Coordinate annotation records
============================================================

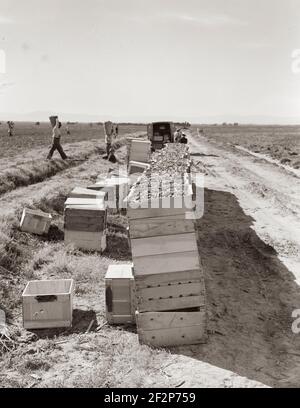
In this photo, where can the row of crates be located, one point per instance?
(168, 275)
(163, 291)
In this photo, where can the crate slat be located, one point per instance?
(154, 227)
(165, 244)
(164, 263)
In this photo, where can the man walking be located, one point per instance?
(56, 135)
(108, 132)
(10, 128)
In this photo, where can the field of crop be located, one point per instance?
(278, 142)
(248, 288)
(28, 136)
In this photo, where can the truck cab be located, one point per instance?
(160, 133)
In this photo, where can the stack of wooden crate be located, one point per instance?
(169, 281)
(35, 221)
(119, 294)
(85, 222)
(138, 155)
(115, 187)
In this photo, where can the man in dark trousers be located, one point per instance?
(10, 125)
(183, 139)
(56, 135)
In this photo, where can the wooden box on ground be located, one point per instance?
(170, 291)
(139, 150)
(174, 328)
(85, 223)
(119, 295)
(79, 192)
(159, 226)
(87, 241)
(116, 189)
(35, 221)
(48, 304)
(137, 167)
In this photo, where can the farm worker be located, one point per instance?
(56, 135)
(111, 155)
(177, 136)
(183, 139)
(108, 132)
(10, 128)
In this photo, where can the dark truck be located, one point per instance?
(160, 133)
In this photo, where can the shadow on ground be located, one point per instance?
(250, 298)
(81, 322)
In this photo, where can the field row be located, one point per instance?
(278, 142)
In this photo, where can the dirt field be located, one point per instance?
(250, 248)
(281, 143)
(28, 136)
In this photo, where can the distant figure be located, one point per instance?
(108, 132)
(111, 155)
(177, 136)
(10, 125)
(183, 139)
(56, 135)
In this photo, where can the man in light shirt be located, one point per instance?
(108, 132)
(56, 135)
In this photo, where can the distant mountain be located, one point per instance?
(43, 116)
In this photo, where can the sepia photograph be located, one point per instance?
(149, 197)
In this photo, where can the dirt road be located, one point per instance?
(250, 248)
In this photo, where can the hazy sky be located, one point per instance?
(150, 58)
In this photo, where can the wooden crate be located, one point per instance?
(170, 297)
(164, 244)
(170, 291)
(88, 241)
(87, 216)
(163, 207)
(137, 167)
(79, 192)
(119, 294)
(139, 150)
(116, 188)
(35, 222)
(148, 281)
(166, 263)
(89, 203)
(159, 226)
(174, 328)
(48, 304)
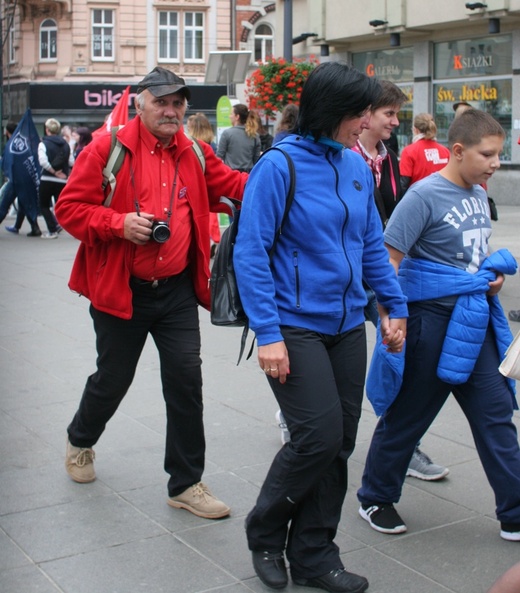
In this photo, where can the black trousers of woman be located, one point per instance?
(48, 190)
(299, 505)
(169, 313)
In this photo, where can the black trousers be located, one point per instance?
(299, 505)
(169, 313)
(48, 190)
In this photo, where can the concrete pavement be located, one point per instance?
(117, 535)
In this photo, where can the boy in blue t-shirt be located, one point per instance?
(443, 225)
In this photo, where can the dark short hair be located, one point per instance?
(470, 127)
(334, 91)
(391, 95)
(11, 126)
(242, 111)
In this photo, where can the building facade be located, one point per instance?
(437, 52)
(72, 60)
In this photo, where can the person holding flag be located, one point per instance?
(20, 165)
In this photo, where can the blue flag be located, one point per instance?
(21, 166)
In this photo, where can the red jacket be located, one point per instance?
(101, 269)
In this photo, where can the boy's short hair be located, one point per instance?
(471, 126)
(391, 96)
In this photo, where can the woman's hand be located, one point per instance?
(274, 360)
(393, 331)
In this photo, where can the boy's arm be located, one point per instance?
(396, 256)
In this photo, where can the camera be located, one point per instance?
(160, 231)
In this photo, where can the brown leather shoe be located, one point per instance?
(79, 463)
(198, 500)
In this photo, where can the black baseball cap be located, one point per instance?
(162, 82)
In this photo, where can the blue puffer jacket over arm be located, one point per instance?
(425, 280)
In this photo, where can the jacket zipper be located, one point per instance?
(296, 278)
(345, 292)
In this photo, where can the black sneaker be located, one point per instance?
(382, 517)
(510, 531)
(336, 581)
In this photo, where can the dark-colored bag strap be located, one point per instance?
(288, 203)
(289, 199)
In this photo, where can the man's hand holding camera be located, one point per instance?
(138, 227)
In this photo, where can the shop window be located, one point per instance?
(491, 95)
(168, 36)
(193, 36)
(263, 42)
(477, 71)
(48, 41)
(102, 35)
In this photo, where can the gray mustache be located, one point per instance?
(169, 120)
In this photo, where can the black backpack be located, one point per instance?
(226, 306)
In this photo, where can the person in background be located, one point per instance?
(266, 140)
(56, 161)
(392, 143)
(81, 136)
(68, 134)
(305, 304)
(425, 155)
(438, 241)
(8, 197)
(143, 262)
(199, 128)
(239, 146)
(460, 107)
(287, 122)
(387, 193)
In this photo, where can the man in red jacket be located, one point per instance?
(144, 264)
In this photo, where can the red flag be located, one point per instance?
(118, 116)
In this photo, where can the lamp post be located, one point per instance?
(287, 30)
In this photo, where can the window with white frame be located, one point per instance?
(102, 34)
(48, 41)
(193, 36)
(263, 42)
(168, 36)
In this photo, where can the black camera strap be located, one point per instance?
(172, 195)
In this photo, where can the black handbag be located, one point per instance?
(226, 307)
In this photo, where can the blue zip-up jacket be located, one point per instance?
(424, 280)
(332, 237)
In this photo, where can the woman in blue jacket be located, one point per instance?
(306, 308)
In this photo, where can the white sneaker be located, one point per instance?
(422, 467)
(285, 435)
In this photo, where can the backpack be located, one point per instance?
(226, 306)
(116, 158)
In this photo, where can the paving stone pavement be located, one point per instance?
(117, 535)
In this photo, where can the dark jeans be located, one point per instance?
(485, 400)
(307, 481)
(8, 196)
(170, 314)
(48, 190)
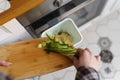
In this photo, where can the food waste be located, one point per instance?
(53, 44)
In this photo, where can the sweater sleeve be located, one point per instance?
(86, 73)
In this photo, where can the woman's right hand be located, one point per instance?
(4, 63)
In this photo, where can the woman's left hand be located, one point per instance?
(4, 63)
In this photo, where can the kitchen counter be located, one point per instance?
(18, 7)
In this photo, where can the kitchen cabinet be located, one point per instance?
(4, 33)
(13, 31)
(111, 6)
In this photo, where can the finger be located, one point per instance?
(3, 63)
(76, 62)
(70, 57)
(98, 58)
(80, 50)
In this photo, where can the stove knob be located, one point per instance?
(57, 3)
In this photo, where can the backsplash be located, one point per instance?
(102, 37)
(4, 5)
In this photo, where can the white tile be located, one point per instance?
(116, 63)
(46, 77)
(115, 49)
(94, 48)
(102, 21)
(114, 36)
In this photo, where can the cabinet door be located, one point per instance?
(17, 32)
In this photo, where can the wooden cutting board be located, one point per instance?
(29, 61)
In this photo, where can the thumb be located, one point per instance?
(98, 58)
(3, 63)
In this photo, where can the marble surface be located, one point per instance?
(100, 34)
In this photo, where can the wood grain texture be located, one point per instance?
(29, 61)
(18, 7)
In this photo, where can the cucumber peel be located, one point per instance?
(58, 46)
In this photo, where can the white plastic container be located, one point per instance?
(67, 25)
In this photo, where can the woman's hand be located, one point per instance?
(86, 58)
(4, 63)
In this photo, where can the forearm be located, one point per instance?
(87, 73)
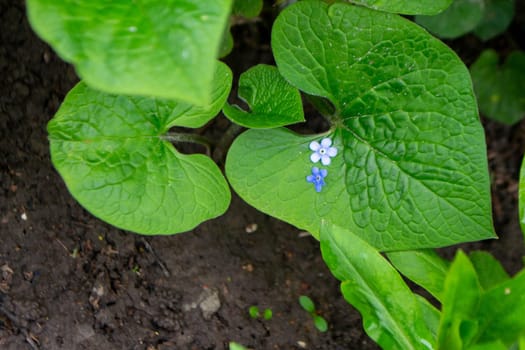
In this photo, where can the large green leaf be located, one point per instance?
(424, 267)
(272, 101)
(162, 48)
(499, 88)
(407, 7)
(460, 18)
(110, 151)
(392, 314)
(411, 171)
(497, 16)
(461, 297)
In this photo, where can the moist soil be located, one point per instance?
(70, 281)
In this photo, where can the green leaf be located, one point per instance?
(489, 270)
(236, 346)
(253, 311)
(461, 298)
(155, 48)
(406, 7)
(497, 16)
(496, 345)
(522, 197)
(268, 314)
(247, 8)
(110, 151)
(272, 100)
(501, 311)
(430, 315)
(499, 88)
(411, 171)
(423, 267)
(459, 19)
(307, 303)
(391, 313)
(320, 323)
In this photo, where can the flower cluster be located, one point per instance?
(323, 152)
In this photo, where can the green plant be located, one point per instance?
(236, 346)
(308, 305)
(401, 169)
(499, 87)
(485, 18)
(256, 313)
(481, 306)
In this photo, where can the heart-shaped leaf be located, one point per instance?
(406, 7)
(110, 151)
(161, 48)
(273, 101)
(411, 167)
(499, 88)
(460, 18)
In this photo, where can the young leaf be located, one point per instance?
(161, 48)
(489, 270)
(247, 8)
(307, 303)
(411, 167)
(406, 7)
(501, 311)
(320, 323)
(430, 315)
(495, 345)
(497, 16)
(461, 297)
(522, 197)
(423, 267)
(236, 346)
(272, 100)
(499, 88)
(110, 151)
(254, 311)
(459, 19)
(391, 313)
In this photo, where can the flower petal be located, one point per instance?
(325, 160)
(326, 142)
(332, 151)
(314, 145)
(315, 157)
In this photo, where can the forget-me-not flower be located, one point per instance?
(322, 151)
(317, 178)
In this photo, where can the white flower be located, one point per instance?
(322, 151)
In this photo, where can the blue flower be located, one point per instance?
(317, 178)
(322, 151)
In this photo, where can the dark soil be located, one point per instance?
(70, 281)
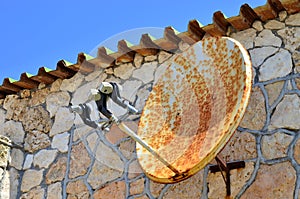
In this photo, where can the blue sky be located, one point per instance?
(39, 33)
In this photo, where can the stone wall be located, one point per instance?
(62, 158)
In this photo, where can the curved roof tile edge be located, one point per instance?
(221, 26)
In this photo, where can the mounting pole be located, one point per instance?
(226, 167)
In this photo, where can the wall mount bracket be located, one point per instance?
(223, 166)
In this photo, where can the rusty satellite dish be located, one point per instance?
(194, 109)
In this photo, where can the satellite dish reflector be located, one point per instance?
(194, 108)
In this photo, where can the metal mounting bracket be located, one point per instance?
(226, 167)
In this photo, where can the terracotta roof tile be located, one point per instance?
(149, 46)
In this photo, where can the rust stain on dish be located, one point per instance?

============================================================

→ **Short exercise**
Output the stretch of the records above, from the line that contains "In this photo, where can the green plant" through the end of the records, as a numbered list, skipping any blank lines and leaving out the pictures.

→ **The reply**
1. In this photo, where can the green plant be located, one point per instance?
2. (236, 346)
3. (308, 305)
4. (401, 169)
5. (499, 87)
6. (485, 18)
7. (256, 313)
8. (481, 306)
9. In this photo, where can the heart-shaped leaf be located, one point per instance?
10. (406, 7)
11. (110, 151)
12. (161, 48)
13. (273, 101)
14. (411, 167)
15. (499, 88)
16. (460, 18)
17. In this photo, where can the young leaf be located, one point per instance?
18. (161, 48)
19. (489, 270)
20. (247, 8)
21. (307, 303)
22. (411, 167)
23. (406, 7)
24. (501, 311)
25. (320, 323)
26. (430, 315)
27. (495, 345)
28. (497, 16)
29. (461, 297)
30. (522, 197)
31. (423, 267)
32. (236, 346)
33. (272, 100)
34. (499, 88)
35. (110, 151)
36. (254, 311)
37. (459, 19)
38. (391, 313)
39. In this photo, where can the flower petal be located, one point per instance?
40. (325, 160)
41. (326, 142)
42. (332, 151)
43. (314, 145)
44. (315, 157)
45. In this photo, where can the forget-me-not flower be located, one point per instance?
46. (322, 151)
47. (317, 178)
48. In this photo, where can the white flower be located, one point per instance?
49. (322, 151)
50. In this photo, where can the blue flower be located, one point per instance?
51. (317, 178)
52. (322, 151)
53. In this photo, where can the dark soil be located, one point per instance?
54. (70, 281)
55. In this photo, where can the blue sky be located, one point per instance?
56. (39, 33)
57. In this photo, where can the stone wall be located, one point per instance?
58. (62, 158)
59. In this photo, where can the curved roof tile edge be located, one point per instance?
60. (221, 26)
61. In this photo, where can the mounting pole be located, one point per instance?
62. (226, 167)
63. In this photo, where can the wall mount bracket be located, one point per instance?
64. (223, 166)
65. In this photo, where can the rusty satellite dish be located, one point per instance?
66. (194, 109)
67. In this photo, where can the satellite dish reflector be located, one point per instance?
68. (194, 108)
69. In this photo, where can the metal mounting bracket be located, one point per instance?
70. (226, 167)
71. In this photo, where can the terracotta roof tile be located, one point per instance?
72. (149, 46)
73. In this photo, where can the rust stain on dish be located, one point per instance?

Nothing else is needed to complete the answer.